··· DATI FORNITI

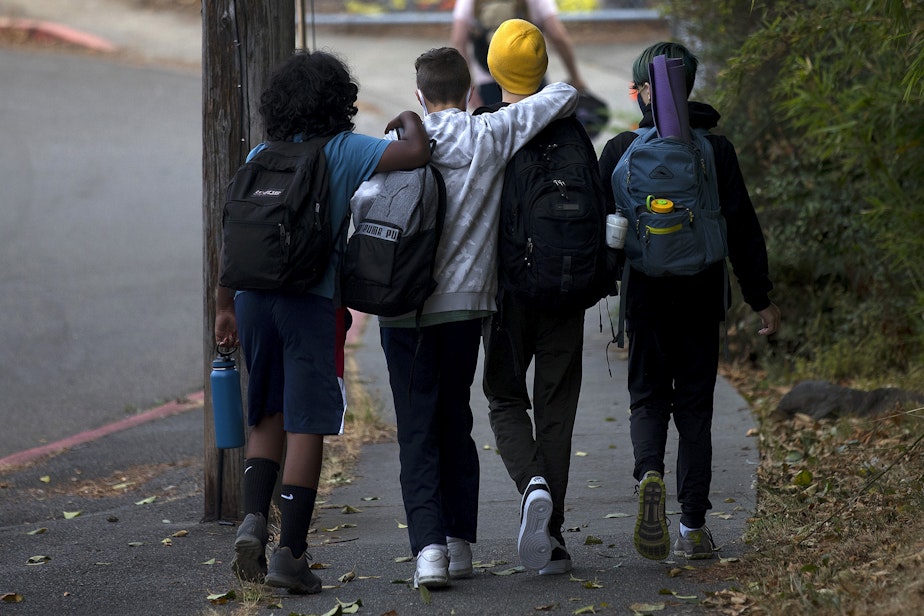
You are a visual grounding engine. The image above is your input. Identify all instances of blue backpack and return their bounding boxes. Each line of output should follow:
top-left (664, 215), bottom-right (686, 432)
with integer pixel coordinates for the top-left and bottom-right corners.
top-left (612, 128), bottom-right (728, 276)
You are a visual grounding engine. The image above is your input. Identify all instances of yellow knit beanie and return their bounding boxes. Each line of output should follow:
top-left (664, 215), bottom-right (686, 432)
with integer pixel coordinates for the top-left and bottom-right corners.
top-left (488, 19), bottom-right (549, 96)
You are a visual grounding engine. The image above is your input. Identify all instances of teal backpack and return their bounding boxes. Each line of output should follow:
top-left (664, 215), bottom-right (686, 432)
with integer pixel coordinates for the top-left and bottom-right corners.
top-left (612, 128), bottom-right (728, 276)
top-left (611, 128), bottom-right (729, 348)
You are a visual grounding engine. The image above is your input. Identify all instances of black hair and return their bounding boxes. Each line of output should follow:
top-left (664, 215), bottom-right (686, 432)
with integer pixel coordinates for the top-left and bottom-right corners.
top-left (260, 50), bottom-right (359, 140)
top-left (632, 42), bottom-right (699, 96)
top-left (414, 47), bottom-right (472, 104)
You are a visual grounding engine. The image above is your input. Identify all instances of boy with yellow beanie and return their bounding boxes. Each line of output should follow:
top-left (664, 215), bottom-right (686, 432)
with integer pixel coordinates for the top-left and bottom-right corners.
top-left (475, 19), bottom-right (605, 575)
top-left (379, 41), bottom-right (578, 588)
top-left (488, 19), bottom-right (549, 96)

······

■ **LE TUE ISTRUZIONI**: Modifica tutti i record sostituendo "visual grounding engine" con "object detection engine" e lasciando invariato tutto il resto. Nella risposta ometti le immagini.

■ **SOLUZIONE SVOLTA**:
You are a object detection engine. The image above is your input. Identify all instances of blue backpack and return their bounding boxes. Each line of output should follow:
top-left (664, 215), bottom-right (686, 432)
with integer pixel coordinates for the top-left and bottom-right corners.
top-left (612, 128), bottom-right (728, 276)
You are a object detection engine. The image above is your input. Identify all instances of yellow knit beanie and return their bounding boxes. Each line of output should follow:
top-left (664, 215), bottom-right (686, 432)
with integer pixel coordinates for the top-left and bottom-right corners.
top-left (488, 19), bottom-right (549, 96)
You are a object detection engine. The image above is your input. Identify all instances of teal backpack and return their bounding boxes. Each line of output should follow:
top-left (664, 215), bottom-right (686, 432)
with integer pixel coordinates for the top-left and bottom-right corners.
top-left (612, 128), bottom-right (728, 276)
top-left (611, 128), bottom-right (729, 348)
You are a object detection engine. The image above is your input. Identify all instances of black hair and return their bounding boxes. Each line of output should follow:
top-left (664, 215), bottom-right (686, 432)
with integer pixel coordinates for the top-left and bottom-right corners.
top-left (260, 50), bottom-right (359, 140)
top-left (632, 42), bottom-right (699, 96)
top-left (414, 47), bottom-right (472, 104)
You are a object detection engine. The image above is your input. Identify all instances of boy with yellow beanie and return their bounding boxes. Each line of output should follow:
top-left (664, 215), bottom-right (686, 432)
with integer pixel coordinates for the top-left and bottom-right corners.
top-left (475, 19), bottom-right (605, 575)
top-left (379, 41), bottom-right (578, 588)
top-left (488, 19), bottom-right (549, 96)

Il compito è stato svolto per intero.